Poco y tarde


Apareció el jueves una extensa carta del Papa Benedicto XVI sobre el tema de los abusos sexuales en la Iglesia, que no hace más que extenderse y agravarse. Los medios de prensa del mundo, como no podía ser de otro modo, se han dedicado a criticar la carta no solamente por lo que dice sino también porque la consideran un reto a la autoridad del Francisco, el Papa en ejercicio, al que Ratzinger no priva de dedicarle algunas municiones más o menos sutiles.

No voy a repetir acá las críticas que se hacen al documento que en muchos casos son razonables. Propongo, en cambio, algunas reflexiones:

1. Una primera impresión lleva a pensar que se trata de la reacción de Ratzinger ante el mamarracho de la reunión de febrero en la que Bergoglio con los presidentes de las Conferencias Episcopales del mundo, “resolvieron” el tema de los abusos. Se trató de un encuentro vergonzoso del que emergió una sola medida concreta: la efectiva protección de los niños (inexistentes) que viven en el estado de la Ciudad del Vaticano!

2. Es un documento muy desigual en cuanto a la calidad -se mezclan anécdotas personales con reflexiones teológicas, por ejemplo- y notablemente duro. Benedicto XVI reparte críticas a la apertura sexual de los ‘60, al Concilio Vaticano II a y los teólogos disidentes,  identificándolos y nombrando a algunos, entre ellos a Kasper, como promotores de una nueva moral en la Iglesia. Contrariamente a los primaverales aires optimistas que todavía algunos se empeñan en sentir, afirma que “la Iglesia está muriendo en las almas”.  Llega incluso a referirse a la “misericordia de Dios” que le envió la muerte a un teólogo suizo antes que escribiera un libro sobre la encíclica Veritatis Splendor, lo cual nos habilita a recurrir a ese mismo Dios misericordioso a fin de suplicarle que se lleve cuanto antes de este mundo a un personaje que está haciendo a la Iglesia un daño mayor que el que habría hecho el cura helvético. Quizá haya sido eso mismo lo que insinúa Ratzinger en su carta. 

3. La lectura de la carta me llevado a reconsiderar la opinión negativa que tenía de uno de los aspectos del pontificado de Juan Pablo II, cuyo magisterio estuvo enfocado preferentemente a cuestiones morales, dejando de la lado las dogmáticas. “El problema de la Iglesia es dogmático”, decía y digo yo, “la moral viene después”, y la verdad es que ya no estoy tan seguro. Las críticas habituales que se hacen y que yo mismo hice a la insistencia de la Iglesia durante los últimos siglos sobre las cuestiones morales, y concretamente sobre la sexualidad, y que parecían exageradas, a la luz de los últimos hechos, parecen más razonables. La moral no es una consecuencia directa del dogma. Dicho de otro modo, la lex orandi y la lex credendi no siempre condicionan a la lex vivendi. Estamos asistiendo azorados a la revelación de nuevos casos de abusos monstruosos cometidos por quienes profesaban una ejemplar rectitud dogmática y se presentaban como místicos herederos de lo mejor del monacato cristiano. El sacerdote que no cultiva con virilidad las virtudes, por más tomista que sea,  por más latines que use y por más Padres que lea, no está libre de esta plaga.

* * * *

Tarea planteada 1:
Según el pasaje, ¿qué afirma Benedicto XVI acerca de la Iglesia?
Tarea planteada 2:
Reproduzca el pasaje entre "1. Una primera" y "Ciudad del Vaticano!", ambos inclusive, y sustituya "Bergoglio" por "el Papa Francisco".

Registros de coordenadas anotados

* * * *

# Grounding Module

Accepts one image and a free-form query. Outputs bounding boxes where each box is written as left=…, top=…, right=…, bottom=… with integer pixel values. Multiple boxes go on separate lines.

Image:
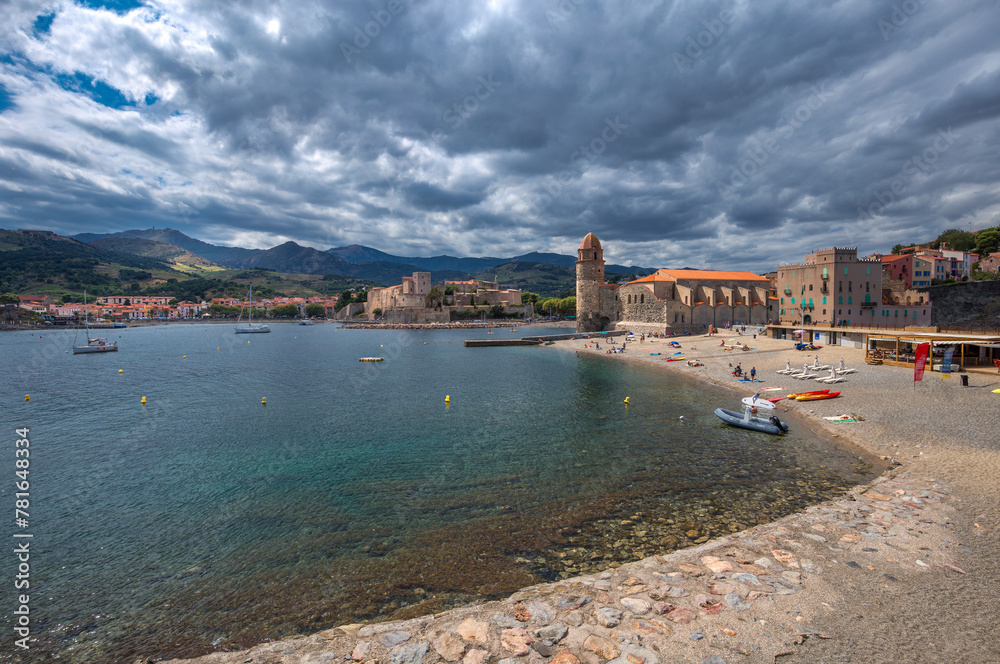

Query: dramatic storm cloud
left=0, top=0, right=1000, bottom=271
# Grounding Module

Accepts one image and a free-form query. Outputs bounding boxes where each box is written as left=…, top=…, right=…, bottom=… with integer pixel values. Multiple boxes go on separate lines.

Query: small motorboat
left=715, top=408, right=788, bottom=435
left=743, top=397, right=774, bottom=410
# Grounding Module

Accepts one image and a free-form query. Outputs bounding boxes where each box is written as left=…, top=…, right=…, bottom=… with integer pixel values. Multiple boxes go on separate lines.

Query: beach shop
left=865, top=332, right=1000, bottom=373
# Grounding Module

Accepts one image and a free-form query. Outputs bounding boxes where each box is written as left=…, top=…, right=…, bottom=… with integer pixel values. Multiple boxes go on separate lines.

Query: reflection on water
left=0, top=325, right=869, bottom=663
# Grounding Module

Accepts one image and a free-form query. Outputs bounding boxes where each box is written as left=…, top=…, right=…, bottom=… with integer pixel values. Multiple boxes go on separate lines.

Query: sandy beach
left=171, top=335, right=1000, bottom=664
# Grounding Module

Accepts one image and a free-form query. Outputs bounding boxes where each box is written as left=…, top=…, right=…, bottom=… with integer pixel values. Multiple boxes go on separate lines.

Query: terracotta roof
left=580, top=233, right=601, bottom=250
left=629, top=270, right=770, bottom=284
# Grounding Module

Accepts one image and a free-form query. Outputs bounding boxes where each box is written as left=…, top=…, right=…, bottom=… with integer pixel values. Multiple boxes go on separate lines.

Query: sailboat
left=236, top=284, right=271, bottom=334
left=299, top=302, right=314, bottom=325
left=73, top=291, right=118, bottom=355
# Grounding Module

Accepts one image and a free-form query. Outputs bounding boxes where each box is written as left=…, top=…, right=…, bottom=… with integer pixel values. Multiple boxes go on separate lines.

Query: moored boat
left=715, top=408, right=788, bottom=435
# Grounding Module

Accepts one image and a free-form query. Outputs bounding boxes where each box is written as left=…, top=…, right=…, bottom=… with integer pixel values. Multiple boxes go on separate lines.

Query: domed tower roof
left=580, top=233, right=602, bottom=251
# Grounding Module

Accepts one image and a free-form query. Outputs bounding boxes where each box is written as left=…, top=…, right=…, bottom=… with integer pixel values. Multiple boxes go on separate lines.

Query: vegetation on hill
left=475, top=262, right=576, bottom=297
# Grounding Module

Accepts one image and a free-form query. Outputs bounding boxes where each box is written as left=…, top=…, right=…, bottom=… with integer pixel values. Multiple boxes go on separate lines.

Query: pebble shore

* * * *

Resultado 1:
Que la Iglesia está muriendo en las almas.

Resultado 2:
1. Una primera impresión lleva a pensar que se trata de la reacción de Ratzinger ante el mamarracho de la reunión de febrero en la que el Papa Francisco con los presidentes de las Conferencias Episcopales del mundo, “resolvieron” el tema de los abusos. Se trató de un encuentro vergonzoso del que emergió una sola medida concreta: la efectiva protección de los niños (inexistentes) que viven en el estado de la Ciudad del Vaticano!